=== QUESTIONS TO ANSWER ===
A - Please echo the passage about Susan and the child word for word, everything from "Help arrived, a" down to "bounced the boy.".
B - Carry on the passage about Susan and the child from where it stops.

=== TEXT PROVIDED ===
—————
Living in the Country, in the Middle Class belt of England.. a simple procedure for the Mother to pick up the phone.. a few words.. help arriving. Unlike Hackney, where people fade, die, alone, isolated, perhaps weeks before their emaciated bodies are found.

Help arrived, a Social worker quite quickly on the scene. She knew Susan of old, knew her form.. her exits from Society.. her uncertain, wavering history.

Whispered words while I bounced the boy.

Vague as to the immediate outcome of this conversation. The first consideration being the child. I, as always, as ever, completely overlooked.. nothing said to or asked of ..will not go strong and say, ignored. A Rank Outsider, then I have always been simply, that.

Vague, long journeys to Broadstairs where Susan had a Aunt in a huge rambling house beside the Seaside. Not sure of the combination, whether we left Susan down there or the child. Feel it was the Mother and I would attempt to mind the child jointly. Whichever way, it hardly worked, Susan showed not the slightest improvement with the passage of time. Next thing, Susan and child in a Psychiatric Hospital, Shenley... just up from Mill Hill. Not quite so far as Broadstairs. Thank God !
—————
=== SUPPLIED ENTRIES ===
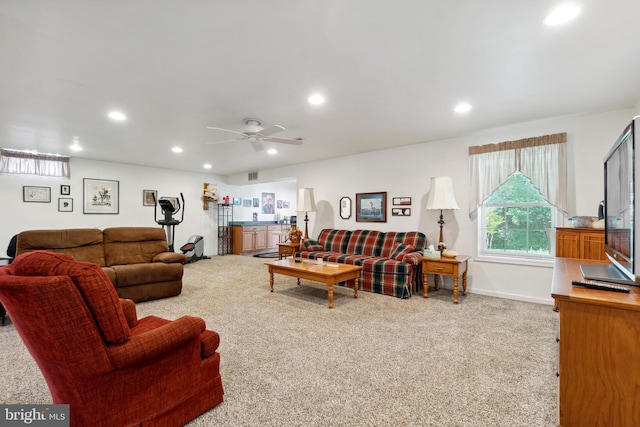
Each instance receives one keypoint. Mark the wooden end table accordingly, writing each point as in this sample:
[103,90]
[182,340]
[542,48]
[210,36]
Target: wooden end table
[285,249]
[449,267]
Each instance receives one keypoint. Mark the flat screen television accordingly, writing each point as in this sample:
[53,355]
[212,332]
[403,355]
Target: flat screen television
[621,228]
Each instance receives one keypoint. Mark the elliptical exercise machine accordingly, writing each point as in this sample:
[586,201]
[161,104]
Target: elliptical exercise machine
[168,210]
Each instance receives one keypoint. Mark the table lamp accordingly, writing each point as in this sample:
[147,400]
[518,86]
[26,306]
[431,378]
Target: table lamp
[306,203]
[441,197]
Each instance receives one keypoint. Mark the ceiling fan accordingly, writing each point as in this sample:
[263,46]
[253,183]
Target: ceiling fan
[256,135]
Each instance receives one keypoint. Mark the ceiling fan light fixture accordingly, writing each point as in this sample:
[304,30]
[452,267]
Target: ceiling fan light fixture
[463,107]
[316,99]
[117,116]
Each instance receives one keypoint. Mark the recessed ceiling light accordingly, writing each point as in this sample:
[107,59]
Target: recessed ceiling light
[117,115]
[562,14]
[463,107]
[316,99]
[76,144]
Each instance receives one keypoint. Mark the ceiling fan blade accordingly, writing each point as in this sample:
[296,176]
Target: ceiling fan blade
[257,144]
[226,130]
[271,130]
[222,142]
[287,141]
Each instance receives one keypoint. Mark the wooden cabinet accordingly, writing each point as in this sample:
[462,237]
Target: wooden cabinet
[252,238]
[249,238]
[599,351]
[276,235]
[584,243]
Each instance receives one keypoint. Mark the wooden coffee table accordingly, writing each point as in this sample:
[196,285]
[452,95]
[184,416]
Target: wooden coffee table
[327,273]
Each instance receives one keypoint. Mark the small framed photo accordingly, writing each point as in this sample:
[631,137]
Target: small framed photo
[36,194]
[101,196]
[401,201]
[401,211]
[371,207]
[65,204]
[149,197]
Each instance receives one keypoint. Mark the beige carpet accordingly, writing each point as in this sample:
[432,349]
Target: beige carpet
[287,360]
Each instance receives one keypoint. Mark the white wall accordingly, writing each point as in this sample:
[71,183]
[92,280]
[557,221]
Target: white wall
[401,172]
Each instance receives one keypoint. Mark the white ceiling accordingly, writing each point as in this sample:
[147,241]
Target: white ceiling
[391,70]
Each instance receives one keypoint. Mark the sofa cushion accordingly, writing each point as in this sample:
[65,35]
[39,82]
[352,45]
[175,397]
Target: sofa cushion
[414,238]
[83,244]
[400,250]
[133,245]
[143,273]
[311,245]
[365,242]
[93,284]
[334,240]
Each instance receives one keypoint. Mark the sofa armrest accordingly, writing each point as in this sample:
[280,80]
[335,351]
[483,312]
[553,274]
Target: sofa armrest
[169,257]
[129,309]
[156,342]
[414,258]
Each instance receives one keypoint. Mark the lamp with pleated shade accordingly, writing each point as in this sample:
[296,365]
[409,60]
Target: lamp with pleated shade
[306,203]
[441,197]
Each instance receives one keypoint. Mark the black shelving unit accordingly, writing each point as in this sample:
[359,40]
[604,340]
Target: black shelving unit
[225,234]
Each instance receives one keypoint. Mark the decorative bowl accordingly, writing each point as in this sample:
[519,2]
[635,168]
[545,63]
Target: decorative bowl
[583,221]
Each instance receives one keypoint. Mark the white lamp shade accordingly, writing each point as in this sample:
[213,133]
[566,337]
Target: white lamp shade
[442,195]
[306,200]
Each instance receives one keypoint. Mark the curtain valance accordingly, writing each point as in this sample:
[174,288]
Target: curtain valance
[541,159]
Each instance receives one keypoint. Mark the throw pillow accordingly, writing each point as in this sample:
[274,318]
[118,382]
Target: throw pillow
[312,245]
[400,250]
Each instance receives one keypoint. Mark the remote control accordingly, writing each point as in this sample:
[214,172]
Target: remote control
[603,286]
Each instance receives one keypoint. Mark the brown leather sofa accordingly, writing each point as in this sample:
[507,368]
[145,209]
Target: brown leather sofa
[136,259]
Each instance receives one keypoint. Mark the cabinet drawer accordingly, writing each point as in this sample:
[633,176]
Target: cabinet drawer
[439,268]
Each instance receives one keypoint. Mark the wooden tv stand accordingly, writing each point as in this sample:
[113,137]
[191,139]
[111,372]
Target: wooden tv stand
[599,351]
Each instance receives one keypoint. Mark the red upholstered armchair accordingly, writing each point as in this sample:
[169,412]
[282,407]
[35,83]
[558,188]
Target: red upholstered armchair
[110,367]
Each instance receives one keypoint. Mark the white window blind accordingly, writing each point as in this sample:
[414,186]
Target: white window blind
[25,163]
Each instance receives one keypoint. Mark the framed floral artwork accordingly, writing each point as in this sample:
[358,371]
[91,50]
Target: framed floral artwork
[101,196]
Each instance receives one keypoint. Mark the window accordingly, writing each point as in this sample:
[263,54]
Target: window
[516,221]
[517,191]
[26,163]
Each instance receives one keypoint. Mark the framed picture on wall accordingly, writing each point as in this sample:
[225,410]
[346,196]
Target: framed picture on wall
[101,196]
[401,211]
[36,194]
[149,197]
[65,204]
[399,201]
[371,207]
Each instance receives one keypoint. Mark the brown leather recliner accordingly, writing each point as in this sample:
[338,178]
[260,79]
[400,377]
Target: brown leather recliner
[112,368]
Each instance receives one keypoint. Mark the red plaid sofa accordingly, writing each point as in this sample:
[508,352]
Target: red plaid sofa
[390,260]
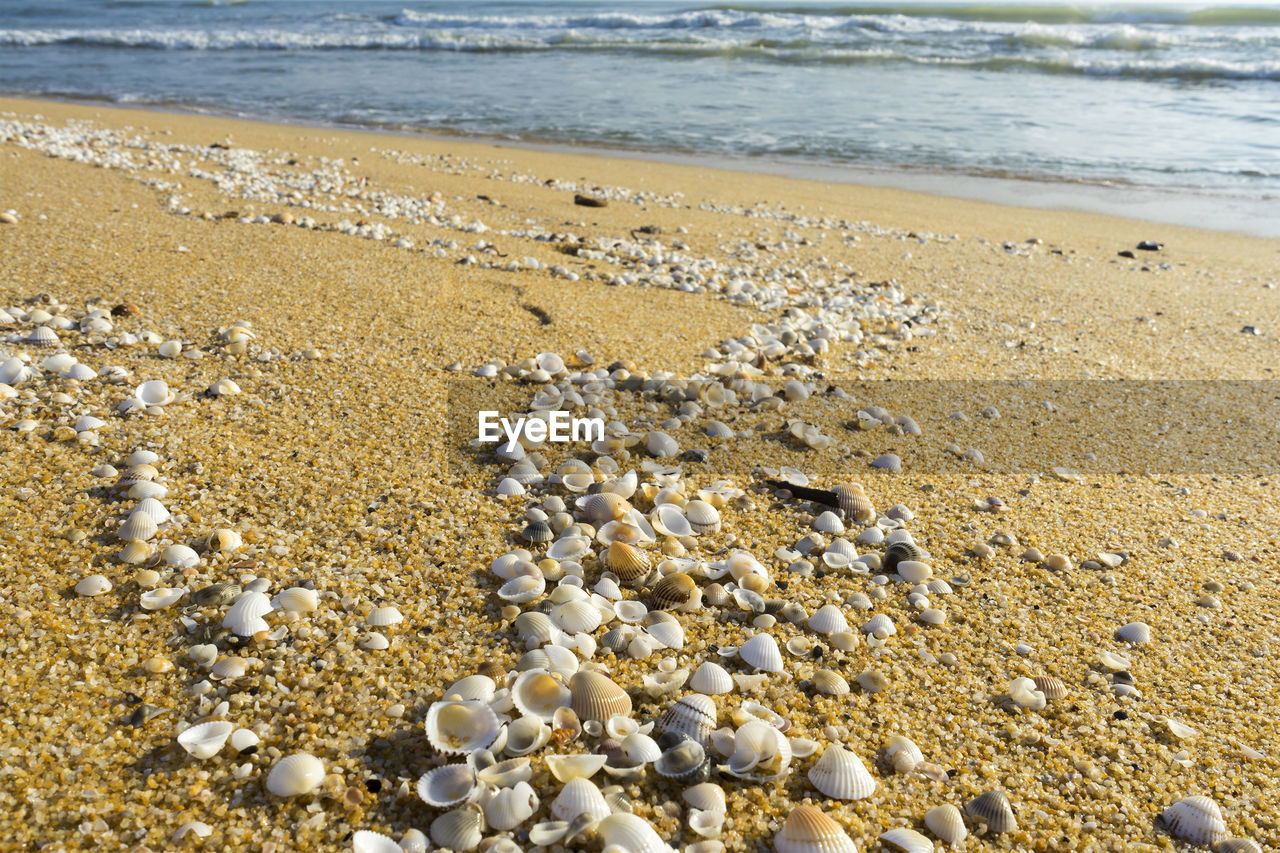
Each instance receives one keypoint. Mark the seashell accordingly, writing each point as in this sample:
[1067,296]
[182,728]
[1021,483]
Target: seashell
[566,767]
[640,748]
[370,842]
[830,683]
[760,752]
[503,774]
[675,591]
[179,556]
[538,693]
[1023,693]
[900,551]
[295,775]
[248,606]
[140,525]
[161,597]
[1238,845]
[457,728]
[580,797]
[154,509]
[904,755]
[42,337]
[223,539]
[510,807]
[841,775]
[626,561]
[462,829]
[908,840]
[206,739]
[447,785]
[693,715]
[154,392]
[630,834]
[993,810]
[576,616]
[762,653]
[827,620]
[880,624]
[808,830]
[1134,633]
[712,679]
[1197,820]
[297,600]
[1051,687]
[685,762]
[946,822]
[594,696]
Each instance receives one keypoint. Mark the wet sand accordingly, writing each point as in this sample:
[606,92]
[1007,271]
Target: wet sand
[344,463]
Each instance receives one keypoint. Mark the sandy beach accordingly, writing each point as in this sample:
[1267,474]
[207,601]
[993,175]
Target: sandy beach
[366,293]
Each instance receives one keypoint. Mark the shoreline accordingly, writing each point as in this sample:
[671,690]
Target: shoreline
[1155,205]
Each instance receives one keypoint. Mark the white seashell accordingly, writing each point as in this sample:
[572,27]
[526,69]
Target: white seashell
[712,679]
[154,392]
[161,597]
[631,834]
[708,797]
[206,739]
[297,600]
[841,775]
[140,525]
[946,822]
[908,840]
[581,766]
[248,606]
[580,797]
[762,653]
[760,752]
[447,785]
[880,624]
[511,807]
[1134,633]
[1197,820]
[904,755]
[827,620]
[522,588]
[295,775]
[458,728]
[370,842]
[576,616]
[92,585]
[808,830]
[179,556]
[693,715]
[462,829]
[526,735]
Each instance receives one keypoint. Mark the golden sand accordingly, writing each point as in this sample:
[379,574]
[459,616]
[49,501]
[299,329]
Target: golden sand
[346,463]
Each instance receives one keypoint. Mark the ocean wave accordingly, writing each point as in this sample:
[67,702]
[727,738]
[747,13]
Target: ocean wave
[764,48]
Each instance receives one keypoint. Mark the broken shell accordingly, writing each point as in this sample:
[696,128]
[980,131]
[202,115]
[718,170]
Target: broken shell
[946,822]
[993,810]
[762,653]
[1197,820]
[808,830]
[206,739]
[841,775]
[594,696]
[458,728]
[712,679]
[295,775]
[693,715]
[447,785]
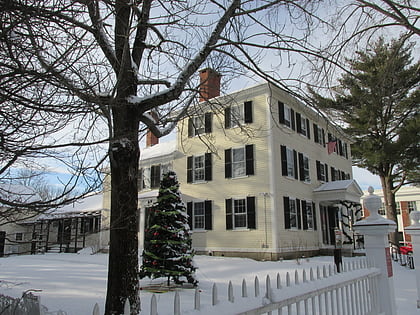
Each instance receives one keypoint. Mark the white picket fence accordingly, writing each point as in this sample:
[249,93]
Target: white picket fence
[320,291]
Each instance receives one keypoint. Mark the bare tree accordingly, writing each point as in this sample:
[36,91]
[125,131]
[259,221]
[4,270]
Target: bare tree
[102,67]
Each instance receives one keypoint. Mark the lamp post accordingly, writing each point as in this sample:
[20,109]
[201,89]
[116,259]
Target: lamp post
[375,229]
[414,231]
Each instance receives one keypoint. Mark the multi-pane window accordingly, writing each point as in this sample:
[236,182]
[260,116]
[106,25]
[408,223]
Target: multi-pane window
[398,207]
[200,124]
[199,168]
[322,171]
[381,210]
[302,124]
[19,236]
[200,215]
[238,115]
[304,168]
[309,215]
[286,115]
[293,216]
[240,213]
[239,162]
[150,177]
[412,206]
[289,162]
[199,218]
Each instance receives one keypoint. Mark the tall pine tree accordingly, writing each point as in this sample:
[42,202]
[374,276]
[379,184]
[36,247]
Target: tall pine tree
[379,104]
[167,243]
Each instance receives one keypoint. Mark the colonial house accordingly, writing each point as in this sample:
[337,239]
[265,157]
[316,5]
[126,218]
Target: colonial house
[262,174]
[71,227]
[407,200]
[15,237]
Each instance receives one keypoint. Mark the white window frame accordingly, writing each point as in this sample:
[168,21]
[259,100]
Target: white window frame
[290,160]
[238,166]
[411,206]
[309,211]
[322,171]
[237,115]
[199,219]
[293,214]
[303,126]
[199,170]
[306,169]
[199,124]
[288,116]
[239,212]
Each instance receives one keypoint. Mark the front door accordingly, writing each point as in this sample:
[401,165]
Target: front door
[2,241]
[329,221]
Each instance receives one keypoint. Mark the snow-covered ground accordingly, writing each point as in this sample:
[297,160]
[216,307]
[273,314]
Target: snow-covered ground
[75,282]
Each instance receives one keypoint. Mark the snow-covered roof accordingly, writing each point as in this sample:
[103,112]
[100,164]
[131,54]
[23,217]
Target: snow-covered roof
[18,193]
[158,150]
[336,185]
[90,203]
[338,190]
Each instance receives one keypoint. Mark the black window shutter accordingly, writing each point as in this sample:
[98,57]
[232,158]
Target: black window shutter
[155,176]
[208,224]
[248,112]
[299,216]
[308,129]
[298,123]
[295,164]
[228,163]
[208,170]
[316,139]
[318,170]
[283,160]
[189,212]
[281,112]
[314,215]
[249,155]
[250,212]
[304,215]
[229,216]
[326,172]
[208,119]
[190,128]
[292,117]
[301,167]
[286,212]
[189,169]
[227,117]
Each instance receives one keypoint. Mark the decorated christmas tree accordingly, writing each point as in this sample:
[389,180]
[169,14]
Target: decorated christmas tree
[167,242]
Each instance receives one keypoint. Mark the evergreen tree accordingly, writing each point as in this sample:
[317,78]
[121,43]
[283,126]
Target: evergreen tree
[378,102]
[167,245]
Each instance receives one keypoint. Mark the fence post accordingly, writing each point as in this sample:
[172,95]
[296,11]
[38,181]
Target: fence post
[375,228]
[414,231]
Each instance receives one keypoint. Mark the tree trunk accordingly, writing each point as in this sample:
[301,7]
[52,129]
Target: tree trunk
[390,207]
[123,281]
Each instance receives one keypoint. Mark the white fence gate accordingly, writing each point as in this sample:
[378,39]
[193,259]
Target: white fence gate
[354,291]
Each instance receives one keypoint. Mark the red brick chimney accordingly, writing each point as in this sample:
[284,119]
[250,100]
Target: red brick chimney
[209,84]
[151,139]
—————
=== ANSWERS FOR THE EXERCISE ===
A -
Help arrived, a Social worker quite quickly on the scene. She knew Susan of old, knew her form.. her exits from Society.. her uncertain, wavering history.

Whispered words while I bounced the boy.

B -
A daily occurrence, my ride up the A.1. Visit mother and child, winter approaching. Other mothers there with their child. Evidently quite a common malfunction on the part of females to collapse out of Society. Other mothers talked to their children, to each other, Susan said nothing to no one. Simply sat bent, crouched, staring into space, inevitably a cigarette dangling from her fingers. I, starting to crack up with this performance ... wanted to so much put my clock back .... to not have stepped, so rashly in ... fed up with myself, my attraction to cripples and the disenchanted.

After a month, the staff turned to me. Called into one of their meetings "Did I have a solution for Susan?" They certainly did not. Reminiscent of so very long ago. Finola, another one no one had a solution for... To them she was deaf, blind and stupid, a easy way to dispose of her. Given to me, the first thing I did, to throw her hearing aid in the sea, out beyond the waves washing languidly on the warm, soft, sandy shore ... total consternation from them all. Next had her sight tested.. not blind, not deaf. She too had opted out ... for her own reasons ... far from stupid. Finally she could read and write, a pleasant girl of fourteen... the process, along with all the other children and their problems sucked me dry. Had no intention of being sucked dry again.

The group round the table waited uncertainly for my answer to the poised question. Another Sunny morning, light streaming through windows, bright light on white faces. Could hardly help it.... simply slipped out, so much as I tried to stop it, so much knowing it could be put more softly, more appropriately ... more gently. But at the end, tired ... "She needs a good kick up the arse"...true , then the truth, always unpalatable, brutal. I have always been guilty of it.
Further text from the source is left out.